> Available records:

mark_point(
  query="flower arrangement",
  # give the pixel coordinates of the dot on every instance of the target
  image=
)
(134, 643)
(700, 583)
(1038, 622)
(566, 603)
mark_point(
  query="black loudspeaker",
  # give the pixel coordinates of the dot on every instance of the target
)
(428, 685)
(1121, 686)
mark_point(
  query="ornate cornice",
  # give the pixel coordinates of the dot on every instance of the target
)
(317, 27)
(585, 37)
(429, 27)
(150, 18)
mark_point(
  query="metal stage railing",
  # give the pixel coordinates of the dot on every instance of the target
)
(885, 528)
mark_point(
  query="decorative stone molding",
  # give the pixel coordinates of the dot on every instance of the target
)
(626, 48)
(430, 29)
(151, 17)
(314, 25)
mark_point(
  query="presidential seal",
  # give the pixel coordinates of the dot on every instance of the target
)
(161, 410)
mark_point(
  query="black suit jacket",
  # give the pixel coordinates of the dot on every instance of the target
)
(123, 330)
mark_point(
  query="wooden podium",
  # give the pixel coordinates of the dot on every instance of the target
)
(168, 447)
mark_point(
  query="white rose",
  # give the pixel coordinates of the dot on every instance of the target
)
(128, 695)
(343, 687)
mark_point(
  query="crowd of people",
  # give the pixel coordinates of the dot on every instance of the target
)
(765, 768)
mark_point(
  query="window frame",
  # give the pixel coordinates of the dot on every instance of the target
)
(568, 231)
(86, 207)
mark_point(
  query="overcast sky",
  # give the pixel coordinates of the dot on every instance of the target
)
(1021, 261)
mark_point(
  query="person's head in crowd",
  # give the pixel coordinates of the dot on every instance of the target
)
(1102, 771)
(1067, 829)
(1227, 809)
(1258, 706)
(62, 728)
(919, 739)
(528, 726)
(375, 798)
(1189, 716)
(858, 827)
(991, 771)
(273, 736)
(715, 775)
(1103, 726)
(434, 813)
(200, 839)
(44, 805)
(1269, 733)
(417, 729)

> What you will do: Format the data above as a Markdown table with two columns, Row and Line, numbering each line in order and omitting any blank lines.

> Reply to the task:
| Row | Line |
|---|---|
| 1 | mark_point( |
| 2 |   query="flower arrangement", |
| 3 |   # give the pixel coordinates of the dot on every instance of the target |
| 4 |   image= |
| 5 | ) |
| 6 | (134, 643) |
| 7 | (700, 583) |
| 8 | (1038, 622) |
| 9 | (566, 603) |
| 10 | mark_point( |
| 11 |   query="black loudspeaker", |
| 12 |   # give the pixel coordinates of the dot on every instance of the target |
| 13 | ) |
| 14 | (428, 685) |
| 15 | (1121, 686) |
| 16 | mark_point( |
| 17 |   query="ornate cornice", |
| 18 |   # give the pixel coordinates of the dot on every instance of the target |
| 19 | ) |
| 20 | (317, 27) |
| 21 | (585, 37) |
| 22 | (429, 27) |
| 23 | (150, 18) |
| 24 | mark_point( |
| 25 |   query="metal stage railing", |
| 26 |   # give the pixel coordinates of the dot on every instance of the target |
| 27 | ) |
| 28 | (885, 528) |
| 29 | mark_point( |
| 30 |   query="decorative stone molding", |
| 31 |   # give the pixel coordinates of the dot on every instance of the target |
| 32 | ) |
| 33 | (626, 48) |
| 34 | (430, 29) |
| 35 | (151, 17) |
| 36 | (314, 25) |
| 37 | mark_point( |
| 38 |   query="presidential seal", |
| 39 |   # give the pixel coordinates of the dot on every instance of the target |
| 40 | ) |
| 41 | (161, 410) |
| 42 | mark_point( |
| 43 |   query="black suit jacket", |
| 44 |   # give the pixel coordinates of the dot on every instance of the target |
| 45 | ) |
| 46 | (123, 330) |
| 47 | mark_point( |
| 48 |   query="wooden podium", |
| 49 |   # give the pixel coordinates of the dot on every instance of the target |
| 50 | ) |
| 51 | (168, 447) |
| 52 | mark_point( |
| 53 |   query="white rose", |
| 54 |   # give the pixel coordinates of the dot on every instance of the target |
| 55 | ) |
| 56 | (128, 695) |
| 57 | (343, 687) |
| 58 | mark_point( |
| 59 |   query="crowd of people", |
| 60 |   # give the pixel coordinates of the dot on every instance of the target |
| 61 | ) |
| 62 | (765, 768) |
| 63 | mark_point( |
| 64 |   query="window frame", |
| 65 |   # give the pixel coordinates of the dot on every instance of the target |
| 66 | ) |
| 67 | (568, 231) |
| 68 | (86, 207) |
| 69 | mark_point( |
| 70 |   query="overcast sky", |
| 71 |   # give the pixel coordinates of the dot on every instance of the target |
| 72 | ) |
| 73 | (1021, 261) |
| 74 | mark_point( |
| 75 |   query="person's head in crowd", |
| 76 |   # give the pixel coordinates of the dot on every instance of the target |
| 77 | ) |
| 78 | (1102, 771) |
| 79 | (1067, 829) |
| 80 | (1227, 809) |
| 81 | (1258, 706) |
| 82 | (62, 728) |
| 83 | (919, 739) |
| 84 | (528, 726) |
| 85 | (375, 798) |
| 86 | (1189, 716) |
| 87 | (858, 827) |
| 88 | (991, 771) |
| 89 | (273, 736) |
| 90 | (715, 775) |
| 91 | (1103, 726) |
| 92 | (434, 813) |
| 93 | (200, 839) |
| 94 | (44, 805) |
| 95 | (1269, 733) |
| 96 | (417, 729) |